(TEXT SECTION begins)

Shanghai releases 50 preferential policies to support development of Lingang Special Area

Li Xinran
Shanghai reveals 50 policies to help the development of the Lingang new area as a business-friendly modern town with a high quality of life.
Li Xinran

Shanghai unveiled 50 preferential policies on Friday in administrative authority, human resources, finance, taxation, urban planning, industrial development, housing and infrastructure for the Lingang new area.

It also established a rule that any future policies more supportive of enterprises and talent in the city will automatically apply to Lingang.

Ma Chunlei, director of Shanghai Development and Reform Commission, said the rule was conducive to shape the expectations of enterprises and talent in the new area.

“At the same time, preferential policies can be constantly updated,” Ma said.

He said the rule would enhance market confidence and help enterprises and talent make long-term decisions.

Chen Yin, executive vice mayor of Shanghai and director of the Lingang Special Area Administrative Committee, said the new area will cover 872 square kilometers.

With the support of new policies, Lingang will adhere to the integration of industrial development and urban construction to provide more public services and create a livable and business-friendly modern town with a high quality of life.

It will also optimize education and medical resources and promote cultural, leisure and commercial activities.

(TEXT SECTION ends)
(AVAILABLE DATA begins)

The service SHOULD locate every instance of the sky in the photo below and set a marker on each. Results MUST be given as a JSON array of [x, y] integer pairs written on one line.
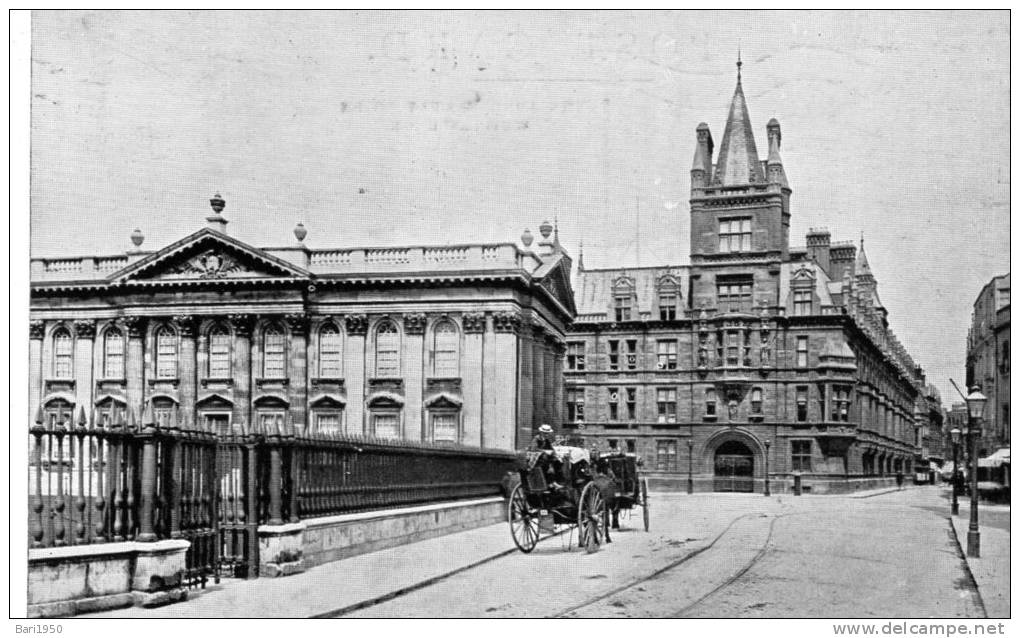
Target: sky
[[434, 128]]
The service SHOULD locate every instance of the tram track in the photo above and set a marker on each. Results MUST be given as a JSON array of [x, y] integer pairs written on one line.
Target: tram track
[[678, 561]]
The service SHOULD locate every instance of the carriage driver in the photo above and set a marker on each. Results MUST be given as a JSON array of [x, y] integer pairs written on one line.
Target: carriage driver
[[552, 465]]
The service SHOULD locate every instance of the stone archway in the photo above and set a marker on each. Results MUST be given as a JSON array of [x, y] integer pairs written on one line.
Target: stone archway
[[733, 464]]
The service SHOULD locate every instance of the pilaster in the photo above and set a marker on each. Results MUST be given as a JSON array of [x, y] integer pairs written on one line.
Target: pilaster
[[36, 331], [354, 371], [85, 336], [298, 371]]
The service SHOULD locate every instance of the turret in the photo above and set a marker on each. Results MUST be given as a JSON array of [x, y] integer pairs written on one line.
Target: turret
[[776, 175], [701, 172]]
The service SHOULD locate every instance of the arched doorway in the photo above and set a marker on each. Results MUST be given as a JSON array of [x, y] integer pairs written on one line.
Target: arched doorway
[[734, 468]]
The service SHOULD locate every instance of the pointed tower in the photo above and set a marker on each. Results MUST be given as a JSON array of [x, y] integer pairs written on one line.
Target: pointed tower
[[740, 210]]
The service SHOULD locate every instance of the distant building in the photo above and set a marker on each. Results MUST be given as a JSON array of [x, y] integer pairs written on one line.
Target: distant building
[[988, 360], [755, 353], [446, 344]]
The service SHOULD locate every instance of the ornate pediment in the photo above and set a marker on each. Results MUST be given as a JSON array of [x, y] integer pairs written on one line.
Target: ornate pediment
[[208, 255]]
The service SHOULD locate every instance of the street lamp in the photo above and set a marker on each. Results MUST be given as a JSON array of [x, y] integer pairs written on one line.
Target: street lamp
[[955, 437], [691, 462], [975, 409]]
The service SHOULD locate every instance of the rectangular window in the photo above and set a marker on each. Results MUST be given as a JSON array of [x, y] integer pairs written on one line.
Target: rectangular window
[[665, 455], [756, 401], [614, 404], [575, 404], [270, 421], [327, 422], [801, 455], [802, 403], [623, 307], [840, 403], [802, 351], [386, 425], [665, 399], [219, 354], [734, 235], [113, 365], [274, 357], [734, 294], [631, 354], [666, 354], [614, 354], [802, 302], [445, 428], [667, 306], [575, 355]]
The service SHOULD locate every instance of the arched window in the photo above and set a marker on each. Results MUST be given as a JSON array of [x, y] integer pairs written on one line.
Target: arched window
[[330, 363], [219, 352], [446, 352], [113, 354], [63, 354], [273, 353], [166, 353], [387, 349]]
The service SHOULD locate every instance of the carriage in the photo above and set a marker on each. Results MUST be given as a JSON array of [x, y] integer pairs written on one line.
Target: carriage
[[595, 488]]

(AVAILABLE DATA ends)

* **PROBLEMS AND TASKS**:
1. List every field that the Lingang article says Shanghai's 50 preferential policies cover.
2. Continue the Lingang article from the point where it ends.

* **RESPONSES TO THE EXERCISE**:
1. Administrative authority, human resources, finance, taxation, urban planning, industrial development, housing, infrastructure

2.
Zhu Zhisong, deputy secretary-in-general of the Shanghai government and executive vice director of the Lingang committee, said the next step is to build Lingang into a green, ecological and low-carbon area with the integration of an intelligent administration, intelligent industrial parks and an intelligent community.

Lingang will introduce more high-quality capital and resources from home and abroad in education, health care, culture and sports, among other public service sectors, according to Zhu.

Universities, primary and secondary schools, hospitals and commercial complexes have been established in Lingang. The new area, which features the China Maritime Museum and Haichang Ocean Park, is accelerating construction of more cultural and tourism facilities, such as the world’s largest indoor ice and snow tourism project – “Ice and Snow World” — Shanghai Planetarium, Lingang Library and an aquatic sports center.

“The new area will create a cluster of international medical services and a cluster of sports, leisure and tourism,” Zhu said.

“Lingang will create the integrated development of high-end industry and high-quality new town,” he added.

Meanwhile, tax policies are expected to benefit not only manufacturers and R&D institutions in integrated circuits, artificial intelligence, biomedicine and civil aviation but also overseas investment and offshore businesses.

Yuan Baiwei, an inspector with Shanghai’s finance bureau, said a minimum of 100 billion yuan (US$14 billion) in financial support in the next five years would support innovation and entrepreneurship, talent introduction and cultivation and infrastructural construction in the new area.

Revenue generated from the new area in the next five years will also be used for its development.

The new area has lowered the threshold for overseas talent, according to Yu Chengbing, vice director of Shanghai Human Resources and Social Security Bureau.

Companies will be able to employ graduates from prestigious foreign universities with or without work experience.

Previously, foreigners needed to have at least two years’ work experience to apply for work and residence permits.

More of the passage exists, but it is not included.